Passage shown:
Originally Posted by Number Cruncher 20

Hi,

Ive been given this question but i just can figure it out.

Suppose X,Y are Norm(1,1) and are independently and identically distributed.

Find the distribution of :

U = $(X-1)/(absolute value(Y-1))$

Any help would be really appreciated.

I'll get you started with a possible approach:

1. You know the joint pdf of X and Y, f(x,y).

2. Consider the cdf of U.

3. $U = \frac{X - 1}{|Y - 1|} = \frac{X-1}{Y-1}$ if $Y > 1$ and $\frac{X-1}{1 - Y}$ if $Y \leq 1$ so there are two cases to consider.

Case 1: $Y > 1$ .

Case 2: $Y \leq 1$ .

Therefore:

$\Pr(U < u) = \Pr\left( \frac{X - 1}{Y - 1} < u | Y > 1\right) \cdot \Pr(Y > 1)$ $+ \Pr\left( \frac{X - 1}{1 - Y} < u | Y \leq 1 \right) \cdot \Pr(Y \leq 1)$

$= \Pr(X - 1 < u[Y - 1] | Y > 1) \cdot \Pr(Y > 1) + \Pr(X - 1 < u[1 - Y] | Y \leq 1) \cdot \Pr(Y \leq 1)$

$= \Pr(X < u [Y - 1] + 1 | Y > 1) \cdot \Pr(Y > 1) + \Pr(X < u [1 - Y] + 1 | Y \leq 1) \cdot \Pr(Y \leq 1)$ .

Now integrate f(x, y) over the required regions and calculate each term.

4. The pdf of U is given by $g(u) = \frac{dF}{du}$ .

Instructions to follow:
Reproduce the probability thread word for word from "U = $(X-1)/(absolute" to "cases to consider.".

Raw data:
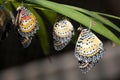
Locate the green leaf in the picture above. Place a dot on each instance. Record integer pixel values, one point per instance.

Exercise response:
U = $(X-1)/(absolute value(Y-1))$

Any help would be really appreciated.

I'll get you started with a possible approach:

1. You know the joint pdf of X and Y, f(x,y).

2. Consider the cdf of U.

3. $U = \frac{X - 1}{|Y - 1|} = \frac{X-1}{Y-1}$ if $Y > 1$ and $\frac{X-1}{1 - Y}$ if $Y \leq 1$ so there are two cases to consider.